▶ **Document excerpt**:

· · ·

Can't speak to Robin since Subaru took them over but I have 2 old Snappers (a 1989 and a 1993 Hi-Vac) that both have the 5 HP Wisconsin/Robin. Both are still humming along. From my experience both are as durable as anything out there and to this day start first or second pull. In fact, the 1989 model has outlasted the steel deck.


----------



## Backinthesaddle (Jan 22, 2011)

One thing that gave me confidence in buying a piece of equipment with this engine is that the parent company is Fuji Heavy Industries. The Polaris ATV I just sold has an engine built by Fuji Heavy Industries. It's a 425cc 4 stroke water cooled single. I also had another Polaris ATV in the 80s with a Fuji Heavy Industries 249cc 2 stroke and both of these engines proved to be trouble free. I don't know if the Subaru/Robin engine I now have on my snowblower is manufactured in the same plant or to the same standards.


----------



## Backinthesaddle (Jan 22, 2011)

The design this Subaru/Robin SX engine is single cylinder, horizontal shaft, slant cylinder, chain-driven OHC/OHV, splash lubrication. It uses a "finger" splasher on the crank to throw oil onto the chain to lubricate the upper end of the engine.

What does the B/S Snow Series engine use for lubrication? How does it get oil to the upper end? I believe the B/S Snow Series engine is OHV but not OHC.


----------



## 30yearTech (Sep 14, 2006)

Backinthesaddle said:


> The design this Subaru/Robin SX engine is single cylinder, horizontal shaft, slant cylinder, chain-driven OHC/OHV, splash lubrication. It uses a "finger" splasher on the crank to throw oil onto the chain to lubricate the upper end of the engine.
> 
> What does the B/S Snow Series engine use for lubrication? How does it get oil to the upper end? I believe the B/S Snow Series engine is OHV but not OHC.


Pretty much the same design, but it's a push rod engine not an OHC. The Briggs engine uses motor oil for lubrication  and uses a splash type oil distribution.


----------



## Backinthesaddle (Jan 22, 2011)

30yearTech said:


> The Briggs engine uses motor oil for lubrication


LOL.....Smart Arss!!! ;-)


----------



## Backinthesaddle (Jan 22, 2011)

What's the better engine!


----------



## 30yearTech (Sep 14, 2006)

Backinthesaddle said:


> What's the better engine!


I would still go with the Robin/Subaru, I feel it's just a better quality engine and overall will last longer then the Briggs. Don't get me wrong, I think the Briggs engines are good and I would not hesitate to purchase one, in fact one of my generators has a Briggs Intek engine on it, and it's has operated flawlessly over the past 4 years, and I use it almost every weekday for my work.


----------



## 30yearTech (Sep 14, 2006)

· · ·

Annotated coordinate records:
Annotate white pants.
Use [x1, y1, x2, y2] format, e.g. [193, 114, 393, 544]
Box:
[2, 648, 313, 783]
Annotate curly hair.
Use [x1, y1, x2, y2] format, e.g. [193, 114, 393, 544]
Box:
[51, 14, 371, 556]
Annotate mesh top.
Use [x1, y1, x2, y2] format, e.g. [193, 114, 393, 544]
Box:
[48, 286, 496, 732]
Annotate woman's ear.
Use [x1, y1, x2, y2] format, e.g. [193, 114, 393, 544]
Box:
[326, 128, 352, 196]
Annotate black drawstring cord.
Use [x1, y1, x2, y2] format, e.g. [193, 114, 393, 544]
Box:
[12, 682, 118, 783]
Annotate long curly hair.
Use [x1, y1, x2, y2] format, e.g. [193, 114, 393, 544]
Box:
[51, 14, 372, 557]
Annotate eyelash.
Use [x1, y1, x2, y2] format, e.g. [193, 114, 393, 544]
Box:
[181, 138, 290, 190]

· · ·

▶ **Written tasks**:
A – Answer these questions from the snowblower engine thread:
(i) Which part of the 1989 Snapper has the engine outlasted?
(ii) What company is named as the parent company of the engine's maker?
(iii) What engine is on one of 30yearTech's generators?
B – Reproduce the part of the snowblower engine thread that opens with the words containing "I would still" and closes with "for my work.".
You won't need the records for any of this.

▶ **Results of the tasks**:
A –
(i) The steel deck.
(ii) Fuji Heavy Industries.
(iii) A Briggs Intek engine.

B –
I would still go with the Robin/Subaru, I feel it's just a better quality engine and overall will last longer then the Briggs. Don't get me wrong, I think the Briggs engines are good and I would not hesitate to purchase one, in fact one of my generators has a Briggs Intek engine on it, and it's has operated flawlessly over the past 4 years, and I use it almost every weekday for my work.